| Exercise details |
Every entry needs to be repeated exactly, with nothing left out.

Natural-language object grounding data
::::::::
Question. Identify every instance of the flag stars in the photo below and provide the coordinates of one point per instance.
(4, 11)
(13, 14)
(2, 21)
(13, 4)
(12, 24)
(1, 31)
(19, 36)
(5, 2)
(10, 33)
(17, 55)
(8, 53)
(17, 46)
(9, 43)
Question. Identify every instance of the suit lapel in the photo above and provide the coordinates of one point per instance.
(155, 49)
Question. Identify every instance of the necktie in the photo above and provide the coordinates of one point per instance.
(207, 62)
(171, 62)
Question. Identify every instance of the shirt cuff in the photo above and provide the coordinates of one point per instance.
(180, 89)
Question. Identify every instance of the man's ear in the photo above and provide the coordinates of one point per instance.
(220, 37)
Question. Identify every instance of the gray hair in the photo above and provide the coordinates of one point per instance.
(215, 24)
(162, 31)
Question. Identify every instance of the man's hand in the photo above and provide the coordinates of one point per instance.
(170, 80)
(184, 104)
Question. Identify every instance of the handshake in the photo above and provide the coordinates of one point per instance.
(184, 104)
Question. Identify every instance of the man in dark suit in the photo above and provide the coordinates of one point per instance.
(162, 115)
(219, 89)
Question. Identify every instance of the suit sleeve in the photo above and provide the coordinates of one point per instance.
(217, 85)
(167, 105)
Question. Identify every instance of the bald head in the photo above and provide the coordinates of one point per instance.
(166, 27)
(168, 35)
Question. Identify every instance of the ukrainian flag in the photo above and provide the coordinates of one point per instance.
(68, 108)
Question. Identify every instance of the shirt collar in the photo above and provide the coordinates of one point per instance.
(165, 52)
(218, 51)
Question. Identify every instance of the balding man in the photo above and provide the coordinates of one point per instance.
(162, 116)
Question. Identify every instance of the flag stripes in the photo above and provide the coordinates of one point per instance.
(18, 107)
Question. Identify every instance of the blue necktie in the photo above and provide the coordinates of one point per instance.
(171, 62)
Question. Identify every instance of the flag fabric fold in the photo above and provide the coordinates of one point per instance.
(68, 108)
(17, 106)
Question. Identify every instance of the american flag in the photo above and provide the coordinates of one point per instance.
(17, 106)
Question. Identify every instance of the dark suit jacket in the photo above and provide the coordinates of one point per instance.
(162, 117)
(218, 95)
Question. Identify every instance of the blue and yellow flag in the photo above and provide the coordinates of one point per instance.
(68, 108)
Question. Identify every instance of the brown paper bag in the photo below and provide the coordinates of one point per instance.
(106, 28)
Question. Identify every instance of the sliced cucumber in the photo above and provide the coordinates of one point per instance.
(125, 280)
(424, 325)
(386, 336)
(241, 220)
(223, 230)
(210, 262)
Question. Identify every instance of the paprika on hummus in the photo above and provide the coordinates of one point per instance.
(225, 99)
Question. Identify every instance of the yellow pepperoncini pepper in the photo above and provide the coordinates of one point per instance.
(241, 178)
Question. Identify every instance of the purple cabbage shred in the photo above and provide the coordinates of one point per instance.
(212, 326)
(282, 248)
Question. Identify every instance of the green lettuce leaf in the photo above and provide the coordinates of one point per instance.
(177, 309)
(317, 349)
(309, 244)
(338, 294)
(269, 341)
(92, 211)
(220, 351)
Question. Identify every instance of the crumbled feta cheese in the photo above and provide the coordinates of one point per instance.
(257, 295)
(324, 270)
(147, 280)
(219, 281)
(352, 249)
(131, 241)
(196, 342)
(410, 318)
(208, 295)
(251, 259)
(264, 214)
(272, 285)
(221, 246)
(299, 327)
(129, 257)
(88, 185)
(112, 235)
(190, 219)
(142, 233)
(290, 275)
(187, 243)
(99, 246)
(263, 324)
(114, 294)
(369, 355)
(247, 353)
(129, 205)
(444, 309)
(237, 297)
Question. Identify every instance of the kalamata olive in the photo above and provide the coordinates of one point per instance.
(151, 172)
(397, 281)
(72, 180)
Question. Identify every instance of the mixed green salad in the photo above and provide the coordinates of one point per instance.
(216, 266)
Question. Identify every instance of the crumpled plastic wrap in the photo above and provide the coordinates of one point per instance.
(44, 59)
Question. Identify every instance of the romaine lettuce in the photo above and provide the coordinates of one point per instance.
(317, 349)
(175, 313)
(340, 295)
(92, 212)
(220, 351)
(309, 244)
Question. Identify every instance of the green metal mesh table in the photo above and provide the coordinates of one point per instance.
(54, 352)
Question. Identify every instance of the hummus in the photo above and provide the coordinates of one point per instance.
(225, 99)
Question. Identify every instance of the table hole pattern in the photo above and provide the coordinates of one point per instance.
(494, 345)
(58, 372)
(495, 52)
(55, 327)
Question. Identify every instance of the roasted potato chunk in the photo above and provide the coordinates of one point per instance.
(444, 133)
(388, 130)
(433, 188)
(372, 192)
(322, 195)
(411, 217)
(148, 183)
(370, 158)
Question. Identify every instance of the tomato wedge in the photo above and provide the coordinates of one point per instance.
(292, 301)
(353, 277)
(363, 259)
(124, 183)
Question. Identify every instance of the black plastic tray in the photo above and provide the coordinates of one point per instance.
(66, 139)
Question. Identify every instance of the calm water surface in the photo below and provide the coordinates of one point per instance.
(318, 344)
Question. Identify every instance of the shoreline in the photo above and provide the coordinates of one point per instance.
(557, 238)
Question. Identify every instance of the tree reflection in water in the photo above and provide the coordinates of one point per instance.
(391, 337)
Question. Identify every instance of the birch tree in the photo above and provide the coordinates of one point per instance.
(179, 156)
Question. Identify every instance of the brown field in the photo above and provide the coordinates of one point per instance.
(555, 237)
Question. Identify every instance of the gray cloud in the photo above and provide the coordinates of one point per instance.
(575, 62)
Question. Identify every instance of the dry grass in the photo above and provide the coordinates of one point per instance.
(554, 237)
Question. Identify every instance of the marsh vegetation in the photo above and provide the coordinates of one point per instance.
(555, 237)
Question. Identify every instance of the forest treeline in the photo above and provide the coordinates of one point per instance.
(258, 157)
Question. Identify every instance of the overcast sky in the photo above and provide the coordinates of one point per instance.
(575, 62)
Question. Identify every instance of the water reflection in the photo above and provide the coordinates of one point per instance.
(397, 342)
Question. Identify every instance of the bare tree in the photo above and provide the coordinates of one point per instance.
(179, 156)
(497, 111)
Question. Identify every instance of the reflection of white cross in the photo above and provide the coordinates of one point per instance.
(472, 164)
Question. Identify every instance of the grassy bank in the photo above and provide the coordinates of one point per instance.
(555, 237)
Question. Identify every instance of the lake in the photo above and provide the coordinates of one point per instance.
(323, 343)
::::::::
| Answer to this task |
Question. Identify every instance of the flag stars in the photo below and provide the coordinates of one point per instance.
(4, 11)
(13, 14)
(2, 21)
(13, 4)
(12, 24)
(1, 31)
(19, 36)
(5, 2)
(10, 33)
(17, 55)
(8, 53)
(17, 46)
(9, 43)
Question. Identify every instance of the suit lapel in the photo above and provide the coordinates of one point per instance.
(155, 49)
Question. Identify every instance of the necktie in the photo above and provide the coordinates of one point per instance.
(207, 62)
(171, 62)
Question. Identify every instance of the shirt cuff in the photo above and provide the coordinates of one point per instance.
(180, 89)
Question. Identify every instance of the man's ear in the photo above and provide the coordinates of one point per instance.
(220, 37)
Question. Identify every instance of the gray hair in the photo above and provide the coordinates of one point per instance.
(215, 24)
(162, 31)
Question. Identify every instance of the man's hand in the photo above and provide the coordinates of one point per instance.
(170, 80)
(184, 104)
Question. Identify every instance of the handshake in the photo above and provide the coordinates of one point per instance.
(184, 104)
Question. Identify every instance of the man in dark suit in the photo above and provide the coordinates of one point per instance.
(162, 115)
(219, 89)
Question. Identify every instance of the suit sleeve in the photo above and provide the coordinates of one point per instance.
(217, 85)
(167, 105)
Question. Identify every instance of the bald head in the photo above and provide the coordinates of one point per instance.
(166, 27)
(168, 35)
Question. Identify every instance of the ukrainian flag in the photo above and provide the coordinates of one point per instance.
(68, 108)
Question. Identify every instance of the shirt collar in the photo above and provide the coordinates of one point per instance.
(165, 52)
(218, 51)
Question. Identify every instance of the balding man in the photo above and provide the coordinates of one point per instance.
(162, 116)
Question. Identify every instance of the flag stripes in the photo above and provide the coordinates of one point per instance.
(18, 107)
Question. Identify every instance of the blue necktie in the photo above and provide the coordinates of one point per instance.
(171, 62)
Question. Identify every instance of the flag fabric fold in the photo above and provide the coordinates of one point per instance.
(68, 108)
(17, 106)
Question. Identify every instance of the american flag in the photo above and provide the coordinates of one point per instance.
(17, 106)
Question. Identify every instance of the dark suit jacket in the photo above and provide the coordinates of one point per instance.
(162, 117)
(218, 95)
Question. Identify every instance of the blue and yellow flag in the photo above and provide the coordinates of one point per instance.
(68, 108)
Question. Identify every instance of the brown paper bag in the photo below and provide the coordinates of one point per instance.
(106, 28)
Question. Identify every instance of the sliced cucumber in the photo above and provide the coordinates of one point per instance.
(125, 280)
(424, 325)
(386, 336)
(241, 220)
(223, 230)
(210, 262)
Question. Identify every instance of the paprika on hummus in the photo above and provide the coordinates of one point per instance.
(225, 99)
Question. Identify every instance of the yellow pepperoncini pepper in the photo above and provide the coordinates of one point per instance.
(241, 178)
Question. Identify every instance of the purple cabbage shred in the photo above and provide the coordinates of one point per instance.
(212, 326)
(282, 248)
Question. Identify every instance of the green lettuce leaf in the photo above and provide the coordinates of one point per instance.
(177, 309)
(317, 349)
(309, 244)
(338, 294)
(269, 341)
(92, 211)
(220, 351)
Question. Identify every instance of the crumbled feta cheese in the photo above and provide the coordinates of one point per instance.
(257, 295)
(324, 270)
(147, 280)
(219, 281)
(352, 249)
(131, 241)
(196, 342)
(410, 318)
(208, 295)
(251, 259)
(264, 214)
(272, 285)
(221, 246)
(299, 327)
(129, 257)
(88, 185)
(112, 235)
(190, 219)
(142, 233)
(290, 275)
(187, 243)
(99, 246)
(263, 324)
(114, 294)
(369, 355)
(247, 353)
(129, 205)
(444, 309)
(237, 297)
Question. Identify every instance of the kalamata olive in the photo above and provide the coordinates of one point per instance.
(151, 172)
(397, 281)
(72, 180)
Question. Identify every instance of the mixed green salad in the photo above and provide the coordinates of one point per instance.
(216, 266)
Question. Identify every instance of the crumpled plastic wrap in the photo above and provide the coordinates of one point per instance.
(44, 59)
Question. Identify every instance of the romaine lettuce in the photo above and provide the coordinates of one point per instance.
(317, 349)
(175, 313)
(340, 295)
(92, 212)
(220, 351)
(309, 244)
Question. Identify every instance of the green metal mesh table in the photo above and provide the coordinates of one point per instance.
(54, 352)
Question. Identify every instance of the hummus in the photo above and provide the coordinates of one point per instance.
(225, 99)
Question. Identify every instance of the table hole pattern in the photo above and provide the coordinates of one point per instance.
(494, 345)
(58, 372)
(495, 52)
(55, 327)
Question. Identify every instance of the roasted potato chunk in the photo above and provide the coordinates of one point per instance.
(444, 133)
(388, 130)
(433, 188)
(372, 192)
(322, 195)
(411, 217)
(148, 183)
(370, 158)
Question. Identify every instance of the tomato wedge in the photo above and provide the coordinates of one point per instance.
(292, 301)
(353, 277)
(363, 259)
(124, 183)
Question. Identify every instance of the black plastic tray in the photo above and provide the coordinates of one point per instance.
(66, 139)
Question. Identify every instance of the calm water surface in the photo below and provide the coordinates of one point per instance.
(318, 344)
Question. Identify every instance of the shoreline in the photo above and provide the coordinates of one point per instance.
(557, 238)
Question. Identify every instance of the tree reflection in water in the photo above and provide the coordinates of one point per instance.
(391, 337)
Question. Identify every instance of the birch tree in the photo above and provide the coordinates of one point per instance.
(179, 156)
Question. Identify every instance of the brown field in the photo above and provide the coordinates of one point per instance.
(555, 237)
Question. Identify every instance of the gray cloud in the photo above and provide the coordinates of one point per instance.
(575, 62)
Question. Identify every instance of the dry grass in the photo above and provide the coordinates of one point per instance.
(554, 237)
Question. Identify every instance of the marsh vegetation in the photo above and provide the coordinates of one point per instance.
(555, 237)
Question. Identify every instance of the forest treeline in the photo above and provide the coordinates of one point per instance.
(258, 157)
Question. Identify every instance of the overcast sky in the photo above and provide the coordinates of one point per instance.
(575, 62)
Question. Identify every instance of the water reflection in the photo above and provide the coordinates of one point per instance.
(397, 342)
Question. Identify every instance of the bare tree in the photo above and provide the coordinates of one point per instance.
(179, 156)
(497, 111)
Question. Identify every instance of the reflection of white cross in the photo above and provide the coordinates of one point per instance.
(472, 164)
Question. Identify every instance of the grassy bank in the photo above and provide the coordinates of one point per instance.
(555, 237)
Question. Identify every instance of the lake in the photo above and provide the coordinates of one point per instance.
(323, 343)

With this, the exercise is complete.